## Teks Pilihan
Melalui pergaulan dan kebersamaan dengan Yesus Kristus, baik langsung maupun tidak langsung, mereka pada akhirnya mengimani Yesus Kristus sebagai Anak Allah dan Juru Selamat yang sekaligus menjadi pemenuhan janji penyelamatan Allah kepada manusia, sebagaimana telah dipersiapkan dan diwartakan dalam Perjanjian Lama. Pada dasarnya pengalaman iman para penulis akan Yesus Kristus tidaklah sama, karena sangat dipengaruhi oleh berbagai macam latar belakang yang melekat pada diri penulis sendiri. Itulah sebabnya gaya, cara, dan isi pengalaman iman yang mereka sampaikan mempunyai penekanan yang berbeda satu terhadap yang lain.
Konsekuensi dari itu semua, bila manusia sekarang ingin memahami isi pesan Kitab Perjanjian Baru maka disarankan agar mereka mencoba memahami konteks kemasyarakatan dan keagamaan masyarakat dan para penulis. Walaupun demikian, pemahaman akan konteks bukan hal mutlak, sebab yang paling penting adalah bagaimana kita menempatkan Perjanjian Baru sebagai cara Allah menyampaikan kehendakNya melalui ungkapan pengalaman orang-orang yang hidup pada zaman tertentu.
Di tengah berbagai kesulitan yang dialami Umat dalam membaca dan memahami isi pesan Kitab Perjanjian Baru, Konsili Suci mendesak dengan sangat semua orang beriman supaya sering kali membaca Kitab-Kitab ilahi untuk memperoleh pengertian yang mulia akan Yesus Kristus (Dei Verbum Art. 25). Santo Paulus pun dalam suratnya yang kedua kepada Timotius mengatakan bahwa “segala tulisan yang diilhamkan Allah (Kitab Suci) memang bermanfaat untuk mengajar, untuk menyatakan kesalahan, untuk memperbaiki kelakuan, dan untuk mendidik orang dalam kebenaran” (lihat 2 Timotius 3: 26). St. Hironimus berkata “Tidak mengenal Kitab Suci berarti tidak mengenal Kristus.”

## Soal Latihan
• 1. Ulangi bagian teks tentang Kitab Perjanjian Baru di atas, mulai dari "Konsekuensi dari itu" sampai dengan "pada zaman tertentu.", termasuk kedua batas itu.
• 2. Menurut teks tentang Kitab Perjanjian Baru, apa yang dikatakan St. Hironimus?
• 3. Tolong teruskan teks tentang Kitab Perjanjian Baru di atas, dimulai setelah kalimat terakhirnya.

## Bahan yang Tersedia
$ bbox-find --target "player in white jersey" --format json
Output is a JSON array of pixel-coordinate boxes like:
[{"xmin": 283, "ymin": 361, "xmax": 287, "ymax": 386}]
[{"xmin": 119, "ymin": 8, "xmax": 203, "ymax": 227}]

## Jawaban Soal
• 1.
Konsekuensi dari itu semua, bila manusia sekarang ingin memahami isi pesan Kitab Perjanjian Baru maka disarankan agar mereka mencoba memahami konteks kemasyarakatan dan keagamaan masyarakat dan para penulis. Walaupun demikian, pemahaman akan konteks bukan hal mutlak, sebab yang paling penting adalah bagaimana kita menempatkan Perjanjian Baru sebagai cara Allah menyampaikan kehendakNya melalui ungkapan pengalaman orang-orang yang hidup pada zaman tertentu.

• 2. St. Hironimus berkata, "Tidak mengenal Kitab Suci berarti tidak mengenal Kristus."

• 3.
Istilah Perjanjian Baru
Perjanjian Lama dengan Perjanjian Baru-walaupun sama-sama Sabda Allah merupakan dua Kitab yang berbeda. Perbedaan dapat dilihat dalam perjanjian itu. Buku yang lama (PL) berbicara mengenai perjanjian Tuhan dengan bangsa Israel; sedangkan buku kedua, yang sekarang disebut PB, berbicara mengenai perjanjian Tuhan dengan umat manusia seluruhnya dalam diri Yesus dari Nazaret. Sebetulnya harus dikatakan bahwa apa yang disebut “PB” tidak banyak bicara mengenai “perjanjian.” PB sebetulnya tidak banyak bicara mengenai perjanjian, melainkan mengenai Yesus. Namun adalah kekhususan dari PB, bahwa melihat diri sebagai lanjutan dari PL. Ada suatu kesinambungan. Maka kedua-duanya dilihat sebagai perjanjian Tuhan dengan umat manusia. Cuma dalam fase pertama, atau dalam perjanjian yang lama itu, perjanjian masih dibatasi pada bangsa Israel, sedangkan dalam periode kedua, yang disebut “perjanjian yang baru,” hubungan itu diperluas kepada umat manusia seluruhnya. Maka isi daripada kata “perjanjian” lebih jelas dalam PL, tetapi lebih mendalam dalam PB. Dalam PB Tuhan berhubungan dengan umat manusia bukan lagi melalui suatu naskah perjanjian, melainkan melalui Putera-Nya sendiri ialah Tuhan kita Yesus Kristus.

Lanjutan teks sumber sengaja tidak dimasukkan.